TASK INPUT:
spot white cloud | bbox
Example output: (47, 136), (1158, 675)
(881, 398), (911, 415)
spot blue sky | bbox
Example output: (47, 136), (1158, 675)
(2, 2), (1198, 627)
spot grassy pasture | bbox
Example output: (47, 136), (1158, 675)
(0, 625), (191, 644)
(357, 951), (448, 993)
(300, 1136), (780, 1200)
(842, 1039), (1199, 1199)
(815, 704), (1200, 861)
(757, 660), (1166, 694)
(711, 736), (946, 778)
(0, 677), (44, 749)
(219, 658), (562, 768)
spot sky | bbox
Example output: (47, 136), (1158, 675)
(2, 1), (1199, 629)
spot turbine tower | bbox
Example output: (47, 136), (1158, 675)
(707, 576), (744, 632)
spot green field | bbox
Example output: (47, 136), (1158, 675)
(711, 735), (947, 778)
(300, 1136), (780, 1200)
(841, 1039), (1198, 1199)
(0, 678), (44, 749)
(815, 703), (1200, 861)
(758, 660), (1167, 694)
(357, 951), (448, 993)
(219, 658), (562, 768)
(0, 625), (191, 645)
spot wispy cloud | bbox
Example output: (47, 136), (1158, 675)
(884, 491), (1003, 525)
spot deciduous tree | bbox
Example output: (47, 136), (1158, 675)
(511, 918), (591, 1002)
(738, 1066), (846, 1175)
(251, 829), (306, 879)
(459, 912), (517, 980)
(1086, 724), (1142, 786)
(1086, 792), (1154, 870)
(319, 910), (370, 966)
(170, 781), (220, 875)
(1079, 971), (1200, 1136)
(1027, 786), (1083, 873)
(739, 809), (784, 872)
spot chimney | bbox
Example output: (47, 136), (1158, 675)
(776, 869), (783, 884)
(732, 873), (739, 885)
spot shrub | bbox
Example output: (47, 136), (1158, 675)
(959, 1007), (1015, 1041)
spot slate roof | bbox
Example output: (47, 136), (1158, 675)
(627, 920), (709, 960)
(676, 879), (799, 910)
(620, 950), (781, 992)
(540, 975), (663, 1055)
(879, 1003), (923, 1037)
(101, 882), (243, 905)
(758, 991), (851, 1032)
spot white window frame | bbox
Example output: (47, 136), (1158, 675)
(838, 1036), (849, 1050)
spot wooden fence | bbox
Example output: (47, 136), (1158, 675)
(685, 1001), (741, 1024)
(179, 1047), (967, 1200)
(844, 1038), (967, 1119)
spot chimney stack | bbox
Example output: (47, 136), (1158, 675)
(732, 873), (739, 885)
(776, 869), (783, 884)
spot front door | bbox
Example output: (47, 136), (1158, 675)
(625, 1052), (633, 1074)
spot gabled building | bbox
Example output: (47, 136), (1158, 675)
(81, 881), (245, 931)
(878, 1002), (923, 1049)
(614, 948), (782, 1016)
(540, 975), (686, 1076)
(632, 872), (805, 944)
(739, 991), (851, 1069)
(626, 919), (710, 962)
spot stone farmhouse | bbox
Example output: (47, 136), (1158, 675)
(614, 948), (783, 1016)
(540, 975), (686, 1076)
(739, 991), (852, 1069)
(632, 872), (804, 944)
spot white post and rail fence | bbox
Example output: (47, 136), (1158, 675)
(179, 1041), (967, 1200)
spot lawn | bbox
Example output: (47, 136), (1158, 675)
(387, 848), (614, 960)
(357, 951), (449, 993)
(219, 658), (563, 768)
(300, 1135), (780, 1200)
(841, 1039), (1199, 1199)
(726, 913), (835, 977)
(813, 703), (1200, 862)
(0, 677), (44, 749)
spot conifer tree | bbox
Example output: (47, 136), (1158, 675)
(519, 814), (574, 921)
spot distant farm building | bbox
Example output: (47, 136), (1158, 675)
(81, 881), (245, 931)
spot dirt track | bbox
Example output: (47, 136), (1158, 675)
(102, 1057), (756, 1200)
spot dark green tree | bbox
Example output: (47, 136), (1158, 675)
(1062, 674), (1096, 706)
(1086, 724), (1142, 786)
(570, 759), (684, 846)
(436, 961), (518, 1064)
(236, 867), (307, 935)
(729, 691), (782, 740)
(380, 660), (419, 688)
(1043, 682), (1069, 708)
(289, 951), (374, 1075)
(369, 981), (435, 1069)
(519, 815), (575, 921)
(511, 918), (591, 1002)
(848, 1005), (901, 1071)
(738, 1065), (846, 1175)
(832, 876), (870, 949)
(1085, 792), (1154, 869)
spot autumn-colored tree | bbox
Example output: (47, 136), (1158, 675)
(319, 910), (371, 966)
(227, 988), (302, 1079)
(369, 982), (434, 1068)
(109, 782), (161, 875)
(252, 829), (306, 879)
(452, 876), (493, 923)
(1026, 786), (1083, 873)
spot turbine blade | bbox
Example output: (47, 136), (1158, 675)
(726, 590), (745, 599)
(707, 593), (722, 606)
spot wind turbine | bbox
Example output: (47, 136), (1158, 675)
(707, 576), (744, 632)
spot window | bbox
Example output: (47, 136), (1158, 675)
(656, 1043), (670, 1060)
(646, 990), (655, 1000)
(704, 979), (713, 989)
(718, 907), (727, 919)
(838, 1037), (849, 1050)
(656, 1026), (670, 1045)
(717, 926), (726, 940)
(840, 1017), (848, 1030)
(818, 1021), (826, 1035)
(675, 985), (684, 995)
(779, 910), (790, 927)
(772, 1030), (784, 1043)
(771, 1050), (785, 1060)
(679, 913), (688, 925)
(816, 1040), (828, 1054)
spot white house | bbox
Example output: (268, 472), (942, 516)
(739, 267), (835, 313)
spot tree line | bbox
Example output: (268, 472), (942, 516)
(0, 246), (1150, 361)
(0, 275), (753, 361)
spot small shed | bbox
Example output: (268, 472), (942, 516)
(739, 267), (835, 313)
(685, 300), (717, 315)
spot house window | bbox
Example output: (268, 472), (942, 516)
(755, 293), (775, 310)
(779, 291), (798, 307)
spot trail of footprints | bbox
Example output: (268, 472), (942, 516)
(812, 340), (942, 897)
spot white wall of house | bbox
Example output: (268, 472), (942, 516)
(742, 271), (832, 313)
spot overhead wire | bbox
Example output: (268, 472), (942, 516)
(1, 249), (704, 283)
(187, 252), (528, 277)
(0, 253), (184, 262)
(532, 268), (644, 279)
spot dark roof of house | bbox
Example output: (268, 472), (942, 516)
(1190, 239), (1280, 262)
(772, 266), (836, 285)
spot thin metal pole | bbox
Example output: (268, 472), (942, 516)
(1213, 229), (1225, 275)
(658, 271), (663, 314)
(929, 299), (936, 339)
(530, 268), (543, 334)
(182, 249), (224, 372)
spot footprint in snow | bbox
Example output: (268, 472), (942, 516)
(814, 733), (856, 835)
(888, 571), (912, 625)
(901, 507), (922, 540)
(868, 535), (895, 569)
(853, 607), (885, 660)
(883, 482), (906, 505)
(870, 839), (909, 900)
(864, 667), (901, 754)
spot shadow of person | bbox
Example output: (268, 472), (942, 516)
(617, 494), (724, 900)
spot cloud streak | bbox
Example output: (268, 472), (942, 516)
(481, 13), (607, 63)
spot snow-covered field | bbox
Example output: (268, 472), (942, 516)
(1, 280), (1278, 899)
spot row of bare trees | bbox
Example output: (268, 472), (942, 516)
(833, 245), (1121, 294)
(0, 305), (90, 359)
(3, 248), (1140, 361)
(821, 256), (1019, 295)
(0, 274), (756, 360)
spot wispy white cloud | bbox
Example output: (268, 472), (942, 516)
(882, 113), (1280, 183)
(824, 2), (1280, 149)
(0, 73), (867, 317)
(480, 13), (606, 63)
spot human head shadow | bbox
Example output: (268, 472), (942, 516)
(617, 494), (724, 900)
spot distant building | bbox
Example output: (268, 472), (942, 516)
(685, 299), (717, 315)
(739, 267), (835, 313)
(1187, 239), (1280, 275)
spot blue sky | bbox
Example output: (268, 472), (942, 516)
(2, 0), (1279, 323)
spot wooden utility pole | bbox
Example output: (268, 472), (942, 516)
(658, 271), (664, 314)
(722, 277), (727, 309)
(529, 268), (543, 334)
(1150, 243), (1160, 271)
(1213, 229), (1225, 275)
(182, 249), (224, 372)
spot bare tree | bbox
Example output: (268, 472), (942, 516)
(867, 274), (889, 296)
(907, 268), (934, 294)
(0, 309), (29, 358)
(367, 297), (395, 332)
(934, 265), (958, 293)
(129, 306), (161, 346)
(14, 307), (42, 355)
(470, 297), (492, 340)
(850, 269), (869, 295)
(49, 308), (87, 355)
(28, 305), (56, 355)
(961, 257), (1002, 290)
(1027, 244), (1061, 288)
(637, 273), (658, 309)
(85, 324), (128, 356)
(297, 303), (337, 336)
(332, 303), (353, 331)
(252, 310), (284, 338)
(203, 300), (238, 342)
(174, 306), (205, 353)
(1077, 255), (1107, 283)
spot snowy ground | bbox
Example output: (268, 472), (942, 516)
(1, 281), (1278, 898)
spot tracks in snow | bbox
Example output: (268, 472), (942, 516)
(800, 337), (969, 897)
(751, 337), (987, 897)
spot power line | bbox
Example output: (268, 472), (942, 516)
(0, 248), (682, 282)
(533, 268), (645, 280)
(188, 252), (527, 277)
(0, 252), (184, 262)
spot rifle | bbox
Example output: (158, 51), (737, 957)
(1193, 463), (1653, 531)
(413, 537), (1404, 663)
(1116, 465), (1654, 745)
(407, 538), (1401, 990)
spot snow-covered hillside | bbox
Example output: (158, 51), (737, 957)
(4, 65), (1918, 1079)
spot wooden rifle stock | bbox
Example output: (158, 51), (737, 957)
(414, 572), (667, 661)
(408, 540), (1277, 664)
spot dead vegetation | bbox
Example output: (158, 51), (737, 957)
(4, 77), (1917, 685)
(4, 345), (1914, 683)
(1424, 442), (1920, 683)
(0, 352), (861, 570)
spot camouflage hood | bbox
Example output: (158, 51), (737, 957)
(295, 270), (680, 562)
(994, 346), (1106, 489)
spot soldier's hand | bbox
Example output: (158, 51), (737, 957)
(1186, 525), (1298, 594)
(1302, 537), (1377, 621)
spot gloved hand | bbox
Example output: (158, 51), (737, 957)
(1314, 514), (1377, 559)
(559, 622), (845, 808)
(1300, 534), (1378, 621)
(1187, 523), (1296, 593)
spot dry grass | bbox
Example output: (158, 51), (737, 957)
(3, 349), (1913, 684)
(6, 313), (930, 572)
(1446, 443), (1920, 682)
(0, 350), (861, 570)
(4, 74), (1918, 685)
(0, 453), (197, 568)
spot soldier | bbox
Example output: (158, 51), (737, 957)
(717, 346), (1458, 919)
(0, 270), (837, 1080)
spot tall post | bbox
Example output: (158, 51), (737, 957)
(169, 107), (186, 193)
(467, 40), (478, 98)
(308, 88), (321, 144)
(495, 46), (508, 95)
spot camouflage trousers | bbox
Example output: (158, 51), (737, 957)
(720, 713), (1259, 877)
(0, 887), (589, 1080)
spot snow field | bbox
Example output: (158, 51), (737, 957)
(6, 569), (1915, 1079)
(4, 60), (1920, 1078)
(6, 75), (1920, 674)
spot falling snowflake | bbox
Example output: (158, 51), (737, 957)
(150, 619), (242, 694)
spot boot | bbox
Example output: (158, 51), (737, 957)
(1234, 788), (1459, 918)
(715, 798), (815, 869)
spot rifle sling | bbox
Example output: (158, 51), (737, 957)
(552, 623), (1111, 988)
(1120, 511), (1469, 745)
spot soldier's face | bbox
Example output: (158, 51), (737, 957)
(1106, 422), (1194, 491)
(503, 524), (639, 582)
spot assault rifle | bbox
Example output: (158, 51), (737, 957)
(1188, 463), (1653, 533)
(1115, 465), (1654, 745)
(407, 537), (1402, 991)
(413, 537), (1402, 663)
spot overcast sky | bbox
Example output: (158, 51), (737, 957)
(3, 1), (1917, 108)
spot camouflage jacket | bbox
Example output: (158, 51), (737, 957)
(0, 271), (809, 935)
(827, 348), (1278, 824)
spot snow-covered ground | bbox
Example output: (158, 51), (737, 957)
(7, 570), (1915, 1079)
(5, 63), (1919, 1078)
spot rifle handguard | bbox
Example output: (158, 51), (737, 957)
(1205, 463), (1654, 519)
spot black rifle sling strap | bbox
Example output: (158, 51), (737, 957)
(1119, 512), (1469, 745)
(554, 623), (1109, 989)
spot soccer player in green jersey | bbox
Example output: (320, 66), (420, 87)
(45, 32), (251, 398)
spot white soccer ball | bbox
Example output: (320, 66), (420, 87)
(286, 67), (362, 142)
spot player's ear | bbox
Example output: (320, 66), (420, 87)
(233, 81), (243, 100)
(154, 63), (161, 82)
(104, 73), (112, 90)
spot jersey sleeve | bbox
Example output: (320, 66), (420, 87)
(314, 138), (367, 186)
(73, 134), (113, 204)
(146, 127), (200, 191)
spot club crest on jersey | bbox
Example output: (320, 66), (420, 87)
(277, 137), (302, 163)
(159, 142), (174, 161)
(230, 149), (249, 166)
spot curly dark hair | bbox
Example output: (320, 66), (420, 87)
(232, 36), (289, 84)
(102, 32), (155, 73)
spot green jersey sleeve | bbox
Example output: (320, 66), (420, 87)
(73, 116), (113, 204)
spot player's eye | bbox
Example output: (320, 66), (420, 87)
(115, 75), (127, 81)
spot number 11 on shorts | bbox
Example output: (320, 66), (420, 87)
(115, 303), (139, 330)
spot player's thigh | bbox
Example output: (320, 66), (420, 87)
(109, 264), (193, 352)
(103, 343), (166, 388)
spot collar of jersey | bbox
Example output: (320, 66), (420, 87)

YOUR ASSIGNMENT: Write out the records exactly, starting at the first line and stopping after the line that contains "spot turbine tower | bbox".

ANSWER TO THIS TASK:
spot white cloud | bbox
Example output: (47, 136), (1158, 675)
(881, 398), (911, 415)
spot blue sky | bbox
Example output: (47, 136), (1158, 675)
(2, 2), (1198, 627)
spot grassy pasture | bbox
Example output: (47, 136), (1158, 675)
(0, 625), (191, 644)
(357, 951), (448, 993)
(300, 1136), (780, 1200)
(842, 1039), (1199, 1199)
(815, 704), (1200, 861)
(757, 660), (1166, 694)
(711, 736), (946, 778)
(0, 677), (44, 749)
(219, 658), (562, 768)
spot sky | bbox
Example output: (47, 136), (1158, 675)
(2, 1), (1199, 629)
spot turbine tower | bbox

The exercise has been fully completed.